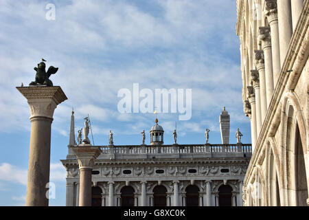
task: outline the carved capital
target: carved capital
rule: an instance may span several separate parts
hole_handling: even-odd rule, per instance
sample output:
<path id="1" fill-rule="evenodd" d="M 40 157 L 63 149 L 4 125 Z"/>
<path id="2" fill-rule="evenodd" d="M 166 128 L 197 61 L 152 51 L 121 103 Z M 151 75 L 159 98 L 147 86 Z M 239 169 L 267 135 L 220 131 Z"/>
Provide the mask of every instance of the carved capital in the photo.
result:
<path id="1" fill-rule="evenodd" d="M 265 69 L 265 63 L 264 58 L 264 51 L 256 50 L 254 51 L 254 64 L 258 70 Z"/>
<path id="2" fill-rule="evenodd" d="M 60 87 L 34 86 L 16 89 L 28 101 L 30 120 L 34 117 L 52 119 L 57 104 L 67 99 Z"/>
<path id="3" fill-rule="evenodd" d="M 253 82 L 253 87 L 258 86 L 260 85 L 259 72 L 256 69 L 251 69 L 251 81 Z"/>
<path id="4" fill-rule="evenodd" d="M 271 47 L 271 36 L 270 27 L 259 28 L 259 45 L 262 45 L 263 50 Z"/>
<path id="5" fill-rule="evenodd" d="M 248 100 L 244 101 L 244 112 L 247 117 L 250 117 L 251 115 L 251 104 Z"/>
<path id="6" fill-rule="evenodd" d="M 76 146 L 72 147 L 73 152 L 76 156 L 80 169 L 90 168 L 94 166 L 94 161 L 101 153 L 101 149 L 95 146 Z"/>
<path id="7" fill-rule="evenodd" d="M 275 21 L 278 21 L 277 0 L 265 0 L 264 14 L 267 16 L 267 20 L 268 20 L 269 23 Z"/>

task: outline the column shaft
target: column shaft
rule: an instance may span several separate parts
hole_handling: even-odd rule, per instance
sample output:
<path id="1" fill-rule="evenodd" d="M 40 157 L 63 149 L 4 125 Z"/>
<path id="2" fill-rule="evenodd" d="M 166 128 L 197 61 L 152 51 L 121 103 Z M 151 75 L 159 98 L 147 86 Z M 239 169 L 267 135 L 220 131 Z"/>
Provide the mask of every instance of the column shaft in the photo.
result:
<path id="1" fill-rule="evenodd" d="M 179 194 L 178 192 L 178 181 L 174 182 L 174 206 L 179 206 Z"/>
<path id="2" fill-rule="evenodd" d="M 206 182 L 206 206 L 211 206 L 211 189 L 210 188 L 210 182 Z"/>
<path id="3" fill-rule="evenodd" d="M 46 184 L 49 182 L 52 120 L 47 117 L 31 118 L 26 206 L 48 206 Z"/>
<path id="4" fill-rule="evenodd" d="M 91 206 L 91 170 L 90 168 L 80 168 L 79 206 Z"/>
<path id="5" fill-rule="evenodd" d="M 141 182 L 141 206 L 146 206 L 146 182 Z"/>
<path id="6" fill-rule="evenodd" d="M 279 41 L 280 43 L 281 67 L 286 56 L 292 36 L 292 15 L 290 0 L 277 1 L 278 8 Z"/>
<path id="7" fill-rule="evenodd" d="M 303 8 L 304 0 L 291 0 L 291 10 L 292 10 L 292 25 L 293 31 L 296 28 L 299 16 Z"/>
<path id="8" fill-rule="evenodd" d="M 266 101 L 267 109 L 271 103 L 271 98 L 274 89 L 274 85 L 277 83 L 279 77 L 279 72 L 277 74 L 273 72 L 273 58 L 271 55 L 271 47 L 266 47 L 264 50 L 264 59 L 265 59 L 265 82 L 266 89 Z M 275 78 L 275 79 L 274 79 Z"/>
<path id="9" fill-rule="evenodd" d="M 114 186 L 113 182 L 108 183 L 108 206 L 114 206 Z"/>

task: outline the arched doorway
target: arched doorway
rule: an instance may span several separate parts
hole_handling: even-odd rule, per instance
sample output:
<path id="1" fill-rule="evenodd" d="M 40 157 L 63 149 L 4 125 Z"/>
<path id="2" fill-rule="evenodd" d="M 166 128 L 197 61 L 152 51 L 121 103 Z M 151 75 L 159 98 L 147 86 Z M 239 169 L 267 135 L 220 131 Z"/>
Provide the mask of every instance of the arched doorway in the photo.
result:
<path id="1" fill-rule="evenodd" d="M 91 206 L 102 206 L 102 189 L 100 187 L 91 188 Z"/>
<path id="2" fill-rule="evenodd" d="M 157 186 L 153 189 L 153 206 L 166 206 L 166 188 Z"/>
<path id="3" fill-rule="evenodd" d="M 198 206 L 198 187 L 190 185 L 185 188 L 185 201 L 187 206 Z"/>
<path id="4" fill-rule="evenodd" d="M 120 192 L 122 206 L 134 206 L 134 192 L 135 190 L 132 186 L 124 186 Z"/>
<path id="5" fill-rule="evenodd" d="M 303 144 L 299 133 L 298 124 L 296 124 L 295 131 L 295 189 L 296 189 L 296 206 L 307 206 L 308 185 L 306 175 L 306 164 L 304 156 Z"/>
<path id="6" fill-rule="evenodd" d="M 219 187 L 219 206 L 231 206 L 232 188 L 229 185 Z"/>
□ □ □ □ □ □ □
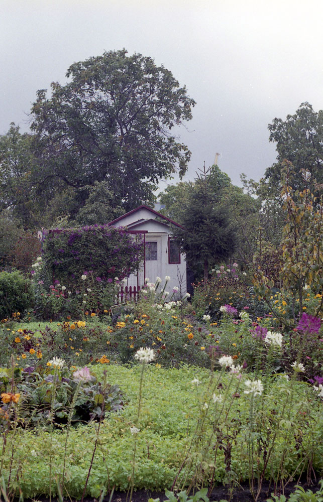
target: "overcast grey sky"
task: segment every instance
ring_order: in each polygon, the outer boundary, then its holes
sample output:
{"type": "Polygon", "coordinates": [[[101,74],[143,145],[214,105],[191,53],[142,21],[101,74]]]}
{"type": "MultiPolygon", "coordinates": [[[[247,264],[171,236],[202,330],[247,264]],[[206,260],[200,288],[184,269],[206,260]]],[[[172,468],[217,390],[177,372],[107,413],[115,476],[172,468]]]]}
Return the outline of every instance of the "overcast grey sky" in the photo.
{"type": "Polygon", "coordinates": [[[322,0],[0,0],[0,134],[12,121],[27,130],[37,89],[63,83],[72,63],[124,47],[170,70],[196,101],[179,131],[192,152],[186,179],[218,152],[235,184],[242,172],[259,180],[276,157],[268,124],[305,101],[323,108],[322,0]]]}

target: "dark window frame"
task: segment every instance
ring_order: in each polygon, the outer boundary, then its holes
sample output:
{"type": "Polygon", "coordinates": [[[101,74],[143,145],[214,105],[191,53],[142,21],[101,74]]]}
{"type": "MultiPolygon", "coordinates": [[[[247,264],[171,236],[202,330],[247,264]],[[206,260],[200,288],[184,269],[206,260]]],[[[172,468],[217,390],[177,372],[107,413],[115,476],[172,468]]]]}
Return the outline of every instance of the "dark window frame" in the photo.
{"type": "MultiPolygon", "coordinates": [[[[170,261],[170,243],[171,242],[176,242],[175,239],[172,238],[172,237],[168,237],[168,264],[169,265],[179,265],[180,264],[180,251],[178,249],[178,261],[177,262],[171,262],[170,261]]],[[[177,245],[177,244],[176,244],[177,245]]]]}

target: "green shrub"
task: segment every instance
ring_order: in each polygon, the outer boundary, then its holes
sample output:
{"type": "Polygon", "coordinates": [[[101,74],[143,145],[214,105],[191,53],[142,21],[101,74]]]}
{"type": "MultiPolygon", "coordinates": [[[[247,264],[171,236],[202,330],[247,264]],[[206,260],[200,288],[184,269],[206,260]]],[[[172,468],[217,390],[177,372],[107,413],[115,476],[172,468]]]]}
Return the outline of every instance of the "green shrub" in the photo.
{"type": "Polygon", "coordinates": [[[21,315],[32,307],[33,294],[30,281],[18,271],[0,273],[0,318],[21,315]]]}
□ □ □ □ □ □ □
**THE EXERCISE**
Reproduce the lines from the one containing "task: outline the carved capital" through the one containing "89 L 28 101", inclusive, changing "carved capital" to "stone capital" and leaving everything else unchanged.

**FULL ANSWER**
task: outline the stone capital
target: stone capital
rule: an instance may span several separate parts
hole_handling: even-odd rule, per instance
sample output:
<path id="1" fill-rule="evenodd" d="M 40 157 L 63 149 L 4 125 Z"/>
<path id="2" fill-rule="evenodd" d="M 166 128 L 197 61 L 152 51 L 121 103 Z M 151 75 L 159 98 L 147 86 Z M 239 169 L 267 135 L 220 131 Z"/>
Provide the mask of every instance of the stone capital in the photo.
result:
<path id="1" fill-rule="evenodd" d="M 265 69 L 265 63 L 264 58 L 264 51 L 256 50 L 254 51 L 254 64 L 258 70 Z"/>
<path id="2" fill-rule="evenodd" d="M 60 87 L 34 86 L 16 89 L 28 101 L 30 120 L 34 117 L 52 119 L 57 104 L 67 99 Z"/>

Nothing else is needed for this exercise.